> [THE TASK]: Find every line below that contains the word "positive" and copy each of those lines.

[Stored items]
-------
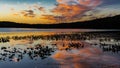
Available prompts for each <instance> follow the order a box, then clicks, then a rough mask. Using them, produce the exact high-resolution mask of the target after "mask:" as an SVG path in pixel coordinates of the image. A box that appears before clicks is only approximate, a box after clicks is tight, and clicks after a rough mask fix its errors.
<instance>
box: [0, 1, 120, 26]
mask: <svg viewBox="0 0 120 68" xmlns="http://www.w3.org/2000/svg"><path fill="white" fill-rule="evenodd" d="M119 6H120V0H0V21H11V22H17V23H27V24H57V23H70V22H79V21H87V20H93V19H96V18H103V17H110V16H115V15H119V14H120V8H119Z"/></svg>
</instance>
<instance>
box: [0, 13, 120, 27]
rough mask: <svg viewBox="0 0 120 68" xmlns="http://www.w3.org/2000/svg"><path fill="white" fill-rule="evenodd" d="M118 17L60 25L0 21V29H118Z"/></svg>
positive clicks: (75, 22)
mask: <svg viewBox="0 0 120 68" xmlns="http://www.w3.org/2000/svg"><path fill="white" fill-rule="evenodd" d="M119 26H120V15H117V16H113V17H106V18H101V19H95V20H91V21H84V22H71V23H65V22H64V23H61V24H22V23H15V22H8V21H1V22H0V27H7V28H10V27H12V28H13V27H15V28H46V29H47V28H84V29H120V27H119Z"/></svg>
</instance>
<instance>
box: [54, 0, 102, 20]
mask: <svg viewBox="0 0 120 68" xmlns="http://www.w3.org/2000/svg"><path fill="white" fill-rule="evenodd" d="M57 2H58V5H57V6H56V7H55V8H54V9H53V10H52V12H53V13H55V14H58V15H60V16H63V18H66V19H69V18H70V19H73V18H77V17H80V16H82V15H83V14H84V13H85V12H87V11H89V10H92V9H93V8H95V7H96V6H98V5H99V4H100V3H101V0H57Z"/></svg>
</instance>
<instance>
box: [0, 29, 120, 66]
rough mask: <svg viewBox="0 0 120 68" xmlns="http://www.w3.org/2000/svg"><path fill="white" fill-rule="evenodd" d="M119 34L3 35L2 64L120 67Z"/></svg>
mask: <svg viewBox="0 0 120 68" xmlns="http://www.w3.org/2000/svg"><path fill="white" fill-rule="evenodd" d="M16 34H17V33H16ZM119 35H120V32H99V31H98V32H59V33H58V32H57V33H56V32H50V33H47V34H37V35H36V34H33V35H31V34H28V35H26V34H25V35H24V34H23V33H22V34H19V35H18V36H17V35H12V36H11V35H9V34H8V35H6V36H0V42H1V43H0V67H1V68H8V67H11V68H26V67H29V68H51V67H52V68H120V59H119V57H120V55H119V54H120V36H119ZM113 53H114V55H113ZM4 62H5V63H6V64H5V63H4ZM15 62H17V63H16V64H14V63H15ZM26 63H29V64H26ZM7 64H8V67H7V66H6V65H7ZM24 65H25V66H24Z"/></svg>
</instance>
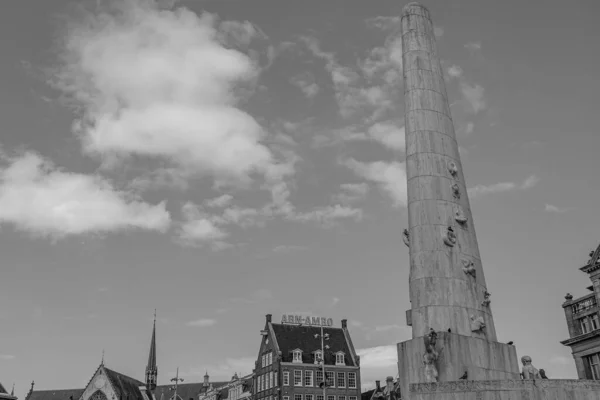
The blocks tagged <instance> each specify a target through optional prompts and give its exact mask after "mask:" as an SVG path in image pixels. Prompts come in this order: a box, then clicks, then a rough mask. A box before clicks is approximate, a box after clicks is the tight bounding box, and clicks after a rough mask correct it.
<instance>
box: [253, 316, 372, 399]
mask: <svg viewBox="0 0 600 400" xmlns="http://www.w3.org/2000/svg"><path fill="white" fill-rule="evenodd" d="M290 319H291V320H292V322H291V323H285V322H284V321H289V320H290ZM328 321H330V320H325V319H324V318H315V317H305V318H299V317H294V316H285V317H284V318H282V323H281V324H276V323H273V322H272V321H271V314H268V315H267V316H266V323H265V328H264V330H262V331H261V335H262V339H261V343H260V346H259V351H258V357H257V361H256V363H255V369H254V371H253V373H254V384H253V386H254V387H253V393H254V400H358V399H359V398H360V395H361V393H360V359H359V357H358V355H357V354H356V351H355V350H354V345H353V344H352V340H351V339H350V333H349V331H348V327H347V321H346V320H345V319H344V320H342V324H341V328H335V327H333V326H331V325H332V322H331V323H328ZM322 325H328V326H322ZM321 335H323V337H322V336H321ZM322 339H323V341H322ZM322 345H323V346H322Z"/></svg>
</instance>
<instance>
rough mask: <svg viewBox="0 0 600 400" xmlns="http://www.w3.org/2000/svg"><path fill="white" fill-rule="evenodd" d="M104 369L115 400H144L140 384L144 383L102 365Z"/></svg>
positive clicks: (75, 399) (144, 383)
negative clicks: (111, 389)
mask: <svg viewBox="0 0 600 400" xmlns="http://www.w3.org/2000/svg"><path fill="white" fill-rule="evenodd" d="M104 371H106V377H107V378H108V379H109V380H110V383H111V384H112V387H113V389H114V390H115V392H116V395H117V400H144V396H142V392H141V391H140V386H145V385H146V384H145V383H143V382H140V381H138V380H137V379H133V378H131V377H129V376H127V375H123V374H121V373H119V372H116V371H113V370H111V369H108V368H106V367H104ZM75 400H77V399H75Z"/></svg>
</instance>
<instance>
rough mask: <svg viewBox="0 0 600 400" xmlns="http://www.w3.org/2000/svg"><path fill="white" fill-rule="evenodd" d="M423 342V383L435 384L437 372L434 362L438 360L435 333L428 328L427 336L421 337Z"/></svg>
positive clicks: (435, 333)
mask: <svg viewBox="0 0 600 400" xmlns="http://www.w3.org/2000/svg"><path fill="white" fill-rule="evenodd" d="M423 341H424V342H425V354H423V365H424V366H425V368H424V372H425V381H426V382H437V378H438V371H437V367H436V365H435V362H436V361H437V360H438V356H439V353H438V351H437V350H436V348H435V344H436V342H437V333H435V331H434V330H433V329H431V328H430V331H429V335H425V336H423Z"/></svg>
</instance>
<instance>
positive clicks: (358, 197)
mask: <svg viewBox="0 0 600 400" xmlns="http://www.w3.org/2000/svg"><path fill="white" fill-rule="evenodd" d="M340 189H341V193H338V194H337V195H336V196H334V199H335V200H336V201H338V202H340V203H342V204H350V203H354V202H357V201H361V200H364V198H365V197H366V196H367V193H368V192H369V185H367V184H366V183H364V182H363V183H343V184H341V185H340Z"/></svg>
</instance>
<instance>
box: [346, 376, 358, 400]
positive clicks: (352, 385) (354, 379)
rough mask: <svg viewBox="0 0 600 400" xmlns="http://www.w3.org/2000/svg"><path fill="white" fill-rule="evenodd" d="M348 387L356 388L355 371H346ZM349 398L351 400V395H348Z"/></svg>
mask: <svg viewBox="0 0 600 400" xmlns="http://www.w3.org/2000/svg"><path fill="white" fill-rule="evenodd" d="M348 387H349V388H350V389H356V372H348ZM350 400H352V396H350ZM354 400H356V397H354Z"/></svg>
-------
> [RESULT FOR THIS EXERCISE]:
positive clicks: (75, 22)
positive clicks: (75, 399) (144, 383)
positive clicks: (435, 333)
positive clicks: (358, 197)
positive clicks: (352, 385) (354, 379)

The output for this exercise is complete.